══ Source passage ══

Sadler made a great point that although the wheat acreage is to be increased by 25%, barley must be the same as last year.  The most extraordinary thing is that the wheat acreage in Essex last year was the same as in 1938.  Of course, it is generally understood that the maintenance of the barley acreage is due to pressure being brought by the brewers, although the Ministry say they want it for bread.  

Just before one o’clock the Chairman signalled to me with some anxiety, and when I went over to him, said in a piercing whisper “Would you run up to Cook’s and get my fish?  They’ll be shut in a minute!”  Which I did.

Only time for half a lunch, and then round to the Co-operative Hall for the workmens’ meeting, to be addressed by the Executive Officer.  I saw all the men and Land Girls come in.  I have not been in the “Co-op Hall” since the old Hamilton Road School Concerts.  One of the Land Girls began playing a piano, and all the rest sang in shrill Cockney voices.  I felt I could not stop here the whole afternoon, as I had so much to do, so I went back to the office to tell the District Officer all was ready in the hall.  As I went upstairs, Poulter came down, and asked me to come below and check the Doctor’s Morants, Newcourt, etc., which he is sending to London with the rest of the books.  I said that before they went they should be checked off the list I had sent to Mrs. Lyon-Campbell, and he answered “But I can’t go up there any more.”  I said “Why not?  Have you quarrelled with the old lady?”  He looked at me rather oddly, and said “Don't you know?  I have to go to the Hospital at 6 o’clock to be operated on for cancer in the throat,” and his face went queerly flushed.   

He told me to come up to the office, and gave me various instructions for Councillor Blomfield.  At last I said “Look here, does Hull know about this?”  He said he had told him on the phone, but Hull had only laughed in an idiotic manner.  He had told Butcher, but had not then told Mrs. Blake.  “I suppose I shall have to” he said.

He said he had just made a new will.  He had previously, as I know, left the Museum £1000, but he has now cancelled this, as he feels, just as the Doctor did, that the place is incapable of benefitting by any gifts, so long as Hull is in charge.  It seems to me an exceptionally grave criticism of the institution that two very sound men should behave like this when believing themselves to be on the brink of death.  Colchester lost the Pollexfen Collection in just the same way, and the town shall certainly have nothing of mine.  [The bulk of Rev. J H Pollexfen's collection of antiquities from Colchester were sold to the British Museum towards the end of the 19th century].
Soon after 4, the Executive Officer, Executive Chairman, our Chairman, and General Barker walked in and took possession of my office.  I was not asked to leave, but there was simply no room to remain, so I left my work and cleared out.  The Executive Officer is very fond of doing this sort of thing, without any notice to District Offices whose premises he intends to use.  It is very bad manners.

About 5, I began to feel thoroughly sick and tired, but determined to go to see the film of “Queen Victoria” to relieve my mind.  It was made up of the two films “Victoria the Great” and “Sixty Glorious Years,” but was not quite so good as either.  Individual scenes were excellent – the arrival at Kensington Palace in the dawn, the House of Commons scene, the old Queen at Balmoral, the Jubilee, especially the return to the Palace, and the last scene, with Lord Salisbury and Edward VII pacing the lawns at Osbourne, waiting for the old Queen to die.  The Queen was well portrayed all through.  The railway scene I thought poor, and it had such possibilities.

Out at 7, and back to the office in glorious moonlight.  Began to feel really bad.  Finished letters, posted them, and set out for Lawford.  When I got there I was so weak I could hardly stand.  Mr. and Mrs. Hooper had come, and supper was just beginning, but could not face it and went to bed.  Joy most kindly brought me a hot water bottle and a cup of tea.

═══
══ Source data ══

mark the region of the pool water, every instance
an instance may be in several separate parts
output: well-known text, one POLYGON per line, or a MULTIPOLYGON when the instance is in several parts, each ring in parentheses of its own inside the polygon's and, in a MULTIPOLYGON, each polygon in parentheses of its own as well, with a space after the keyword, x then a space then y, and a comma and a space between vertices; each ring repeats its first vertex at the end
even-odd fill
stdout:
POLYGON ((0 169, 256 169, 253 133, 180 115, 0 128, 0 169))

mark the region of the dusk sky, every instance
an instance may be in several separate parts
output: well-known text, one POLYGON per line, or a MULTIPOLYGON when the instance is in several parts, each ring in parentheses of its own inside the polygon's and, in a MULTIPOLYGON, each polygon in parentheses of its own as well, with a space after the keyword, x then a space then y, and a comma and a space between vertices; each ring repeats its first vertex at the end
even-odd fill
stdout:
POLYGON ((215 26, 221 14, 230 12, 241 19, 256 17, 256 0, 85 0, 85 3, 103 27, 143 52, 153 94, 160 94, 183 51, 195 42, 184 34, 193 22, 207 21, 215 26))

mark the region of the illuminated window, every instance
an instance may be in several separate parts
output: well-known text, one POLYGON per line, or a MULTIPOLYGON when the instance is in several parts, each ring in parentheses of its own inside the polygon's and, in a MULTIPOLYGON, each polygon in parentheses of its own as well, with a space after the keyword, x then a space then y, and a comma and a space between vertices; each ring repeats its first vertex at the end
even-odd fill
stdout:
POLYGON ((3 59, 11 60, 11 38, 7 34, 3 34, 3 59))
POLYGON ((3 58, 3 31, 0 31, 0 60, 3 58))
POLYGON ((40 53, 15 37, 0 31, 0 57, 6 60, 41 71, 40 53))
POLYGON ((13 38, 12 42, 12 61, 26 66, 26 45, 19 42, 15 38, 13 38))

═══

■ Exercises:
1) List every film scene that the source passage calls excellent.
2) Rewrite the source passage from "He said he had just" up to and including "the 19th century].", putting "Library" in place of "Museum".

■ Answers for each item:
1)
- The arrival at Kensington Palace in the dawn
- The House of Commons scene
- The old Queen at Balmoral
- The Jubilee, especially the return to the Palace
- The last scene, with Lord Salisbury and Edward VII pacing the lawns at Osbourne, waiting for the old Queen to die

2)
He said he had just made a new will.  He had previously, as I know, left the Library £1000, but he has now cancelled this, as he feels, just as the Doctor did, that the place is incapable of benefitting by any gifts, so long as Hull is in charge.  It seems to me an exceptionally grave criticism of the institution that two very sound men should behave like this when believing themselves to be on the brink of death.  Colchester lost the Pollexfen Collection in just the same way, and the town shall certainly have nothing of mine.  [The bulk of Rev. J H Pollexfen's collection of antiquities from Colchester were sold to the British Library towards the end of the 19th century].